(Data entries)
┄┄┄┄┄┄┄┄┄┄
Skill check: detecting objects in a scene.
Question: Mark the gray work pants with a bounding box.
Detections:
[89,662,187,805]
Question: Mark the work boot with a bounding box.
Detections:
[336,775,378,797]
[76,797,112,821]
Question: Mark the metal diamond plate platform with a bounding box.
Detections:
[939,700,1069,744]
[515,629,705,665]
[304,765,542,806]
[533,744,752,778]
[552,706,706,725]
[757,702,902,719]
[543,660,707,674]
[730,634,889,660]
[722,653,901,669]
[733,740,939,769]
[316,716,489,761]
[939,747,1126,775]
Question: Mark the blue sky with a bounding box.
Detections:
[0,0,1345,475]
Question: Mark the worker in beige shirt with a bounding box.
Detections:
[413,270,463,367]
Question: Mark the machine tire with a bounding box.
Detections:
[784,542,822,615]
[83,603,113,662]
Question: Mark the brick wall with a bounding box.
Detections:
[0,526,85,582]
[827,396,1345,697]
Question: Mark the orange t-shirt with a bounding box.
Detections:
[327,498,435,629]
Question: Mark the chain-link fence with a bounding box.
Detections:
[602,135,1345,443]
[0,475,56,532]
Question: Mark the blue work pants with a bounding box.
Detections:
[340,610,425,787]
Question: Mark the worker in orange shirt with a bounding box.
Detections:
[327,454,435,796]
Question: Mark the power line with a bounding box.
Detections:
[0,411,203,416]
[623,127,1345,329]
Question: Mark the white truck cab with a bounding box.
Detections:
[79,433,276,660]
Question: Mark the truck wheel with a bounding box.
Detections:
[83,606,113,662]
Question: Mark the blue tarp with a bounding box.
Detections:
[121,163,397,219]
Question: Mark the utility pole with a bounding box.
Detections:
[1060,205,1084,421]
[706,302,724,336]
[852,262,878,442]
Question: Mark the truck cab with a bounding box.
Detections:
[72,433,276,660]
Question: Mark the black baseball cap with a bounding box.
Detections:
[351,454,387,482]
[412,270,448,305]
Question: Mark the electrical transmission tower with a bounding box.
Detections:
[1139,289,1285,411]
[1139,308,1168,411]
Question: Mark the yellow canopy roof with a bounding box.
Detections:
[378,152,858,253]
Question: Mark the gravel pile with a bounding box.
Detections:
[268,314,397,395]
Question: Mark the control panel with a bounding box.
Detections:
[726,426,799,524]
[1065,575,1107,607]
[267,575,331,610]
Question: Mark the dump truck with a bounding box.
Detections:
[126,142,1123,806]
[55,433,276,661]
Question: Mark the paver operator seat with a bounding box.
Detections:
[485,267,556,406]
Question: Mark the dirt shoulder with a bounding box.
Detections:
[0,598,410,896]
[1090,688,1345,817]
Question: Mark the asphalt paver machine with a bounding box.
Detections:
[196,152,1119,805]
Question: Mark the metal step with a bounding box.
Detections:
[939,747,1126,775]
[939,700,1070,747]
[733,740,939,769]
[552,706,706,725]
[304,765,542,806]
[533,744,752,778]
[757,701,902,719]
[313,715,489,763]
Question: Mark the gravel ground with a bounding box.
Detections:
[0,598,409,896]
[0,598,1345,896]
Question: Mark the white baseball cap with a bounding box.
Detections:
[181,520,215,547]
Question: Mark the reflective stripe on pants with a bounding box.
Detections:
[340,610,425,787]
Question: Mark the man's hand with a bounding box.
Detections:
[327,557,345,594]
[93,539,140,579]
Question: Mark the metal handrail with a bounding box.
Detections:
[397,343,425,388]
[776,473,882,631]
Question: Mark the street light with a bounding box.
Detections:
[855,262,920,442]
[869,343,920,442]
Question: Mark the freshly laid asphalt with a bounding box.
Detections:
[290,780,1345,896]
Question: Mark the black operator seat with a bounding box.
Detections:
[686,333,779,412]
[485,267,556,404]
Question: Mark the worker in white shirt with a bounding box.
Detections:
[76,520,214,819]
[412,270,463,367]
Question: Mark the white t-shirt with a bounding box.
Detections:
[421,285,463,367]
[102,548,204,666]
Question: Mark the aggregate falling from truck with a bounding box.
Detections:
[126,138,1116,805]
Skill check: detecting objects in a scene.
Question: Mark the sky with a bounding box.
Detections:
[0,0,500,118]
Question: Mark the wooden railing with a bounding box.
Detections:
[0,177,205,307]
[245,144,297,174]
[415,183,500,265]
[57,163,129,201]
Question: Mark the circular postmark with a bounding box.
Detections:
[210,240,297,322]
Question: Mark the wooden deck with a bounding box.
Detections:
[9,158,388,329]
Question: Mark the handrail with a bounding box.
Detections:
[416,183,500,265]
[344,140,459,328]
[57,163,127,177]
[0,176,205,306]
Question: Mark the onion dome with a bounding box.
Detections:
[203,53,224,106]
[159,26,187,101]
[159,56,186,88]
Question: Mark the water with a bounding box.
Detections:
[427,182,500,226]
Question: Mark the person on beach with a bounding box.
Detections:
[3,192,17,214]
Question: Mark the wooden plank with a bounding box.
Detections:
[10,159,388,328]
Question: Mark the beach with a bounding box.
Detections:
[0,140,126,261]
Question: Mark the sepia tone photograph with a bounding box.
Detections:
┄┄┄┄┄┄┄┄┄┄
▸ **GOAL**
Convert every line of the records above into a numbered list, skipping any blank lines.

▸ **EXPECTED ANSWER**
1. Skill check: detecting objects in a scene.
2. Question: Mark the gray work pants with a bounding box.
3. Detections:
4. [89,662,187,805]
5. Question: Mark the work boot with a bounding box.
6. Detections:
7. [336,775,378,797]
8. [76,797,112,821]
9. Question: Mark the metal diamond plate platform with a bounding box.
10. Detections:
11. [939,700,1069,744]
12. [515,629,705,665]
13. [304,765,542,806]
14. [533,744,752,778]
15. [552,706,706,725]
16. [757,702,902,719]
17. [543,660,707,674]
18. [730,634,889,660]
19. [722,653,901,669]
20. [733,740,939,769]
21. [316,716,489,761]
22. [939,747,1126,775]
23. Question: Mark the blue sky with a bounding box.
24. Detections:
25. [0,0,1345,475]
26. Question: Mark the worker in beige shirt with a bounding box.
27. Detections:
28. [413,270,463,367]
29. Question: Mark the machine tire with a bounding box.
30. Detections:
31. [784,542,822,615]
32. [83,603,113,662]
33. Question: Mark the brick wall with a bounding box.
34. Detections:
35. [0,526,85,582]
36. [827,396,1345,697]
37. Question: Mark the orange t-shirt with a bounding box.
38. Detections:
39. [327,498,435,629]
40. Question: Mark the chain-link fence with a bounding box.
41. Detections:
42. [602,135,1345,443]
43. [0,475,56,532]
44. Question: Mark the blue work pants with a bounding box.
45. Detections:
46. [340,610,425,787]
47. Question: Mark the worker in orange shirt with a bounding box.
48. Detections:
49. [327,454,435,796]
50. Question: Mark the power line with a bounding box.
51. Detections:
52. [0,411,203,416]
53. [623,127,1345,329]
54. Question: Mark the white truck cab with a bounding box.
55. Detections:
56. [79,433,276,660]
57. Question: Mark the truck wheel with a bounding box.
58. Detections:
59. [83,606,113,662]
60. Question: Mark the blue tarp with a bounding box.
61. Detections:
62. [121,163,397,219]
63. Question: Mark the utility pole with a bounding box.
64. Detections:
65. [1060,205,1084,421]
66. [706,302,724,336]
67. [852,262,878,442]
68. Question: Mark the truck cab with a bounding box.
69. Detections:
70. [72,433,276,660]
71. Question: Mark the black baseball cap with a bounding box.
72. Detections:
73. [351,454,387,482]
74. [412,270,448,305]
75. Question: Mark the electrical transmission tower with a bounding box.
76. Detections:
77. [1139,289,1285,411]
78. [1139,308,1168,411]
79. Question: Mark the yellow canopy roof with a bounding box.
80. Detections:
81. [378,152,858,253]
82. Question: Mark the gravel pile with a bounding box.
83. Detections:
84. [268,314,397,395]
85. Question: Mark the control panel with a bounding box.
86. Detections:
87. [726,426,799,524]
88. [1065,575,1107,607]
89. [267,575,331,610]
90. Question: Mark the dump truck with a bounding box.
91. Detections:
92. [126,142,1123,806]
93. [55,433,276,661]
94. Question: Mark the paver operator seat with a bounding box.
95. Detections:
96. [485,267,556,406]
97. Question: Mark the dirt shoulder with a bounding box.
98. Detections:
99. [0,598,410,896]
100. [1090,688,1345,817]
101. Question: Mark the asphalt paver machine with a bounding box.
102. Detections:
103. [196,152,1119,805]
104. Question: Mark the metal step with a bounding box.
105. Detections:
106. [939,747,1126,775]
107. [939,700,1070,747]
108. [733,740,939,769]
109. [552,706,706,725]
110. [304,765,542,806]
111. [533,744,752,778]
112. [757,701,902,719]
113. [313,715,489,763]
114. Question: Mark the gravel ground with a bounding box.
115. Detections:
116. [0,598,409,896]
117. [0,598,1345,896]
118. Question: Mark the white baseball cap with a bounding box.
119. Detections:
120. [181,520,215,547]
121. Question: Mark the reflective stripe on pants with a bounding box.
122. Detections:
123. [340,610,425,787]
124. Question: Mark the man's hand with a bounding box.
125. Detections:
126. [327,557,345,594]
127. [93,539,140,579]
128. Question: Mark the metal handrail with a bounding box.
129. Detections:
130. [397,343,425,388]
131. [776,473,882,631]
132. Question: Mark the street light with a bounding box.
133. Detections:
134. [855,262,920,442]
135. [869,343,920,442]
136. Question: Mark the freshly laid asphalt with a bounding box.
137. Detections:
138. [290,780,1345,896]
139. Question: Mark the black operator seat with a bounding box.
140. Detections:
141. [686,333,779,412]
142. [485,267,556,404]
143. Question: Mark the worker in white shirt with a bounding box.
144. Detections:
145. [76,520,214,819]
146. [412,270,463,367]
147. Question: Mark the white t-shirt with a bounding box.
148. Detections:
149. [421,285,463,367]
150. [102,548,204,666]
151. Question: Mark the aggregate falling from truck with a bounding box.
152. Detections:
153. [126,138,1116,805]
154. Skill check: detecting objects in a scene.
155. Question: Mark the sky with a bounding box.
156. Detections:
157. [0,0,500,118]
158. Question: Mark the wooden railing with a bounding box.
159. Detections:
160. [0,177,205,307]
161. [245,144,297,174]
162. [415,183,500,265]
163. [57,163,129,201]
164. Question: Mark the circular postmark with a bounding box.
165. Detections:
166. [210,240,297,322]
167. Question: Mark the wooden deck with a bounding box.
168. Detections:
169. [9,158,388,329]
170. Question: Mark the handrail with a bounding box.
171. Detections:
172. [416,183,500,265]
173. [344,140,459,328]
174. [57,163,127,177]
175. [0,176,205,306]
176. Question: Mark the onion dome with a bounding box.
177. Detections:
178. [203,53,224,106]
179. [159,26,187,101]
180. [159,56,186,88]
181. Question: Mark the water with a bounding box.
182. Detections:
183. [427,182,500,226]
184. Question: Mark the person on beach with a bounding box.
185. Detections:
186. [3,192,17,214]
187. Question: Mark the wooden plank with a bounding box.
188. Detections:
189. [10,159,388,328]
190. Question: Mark the beach with a bounding box.
191. Detections:
192. [0,140,126,261]
193. Question: Mark the sepia tone photograph with a bounding box.
194. Detections:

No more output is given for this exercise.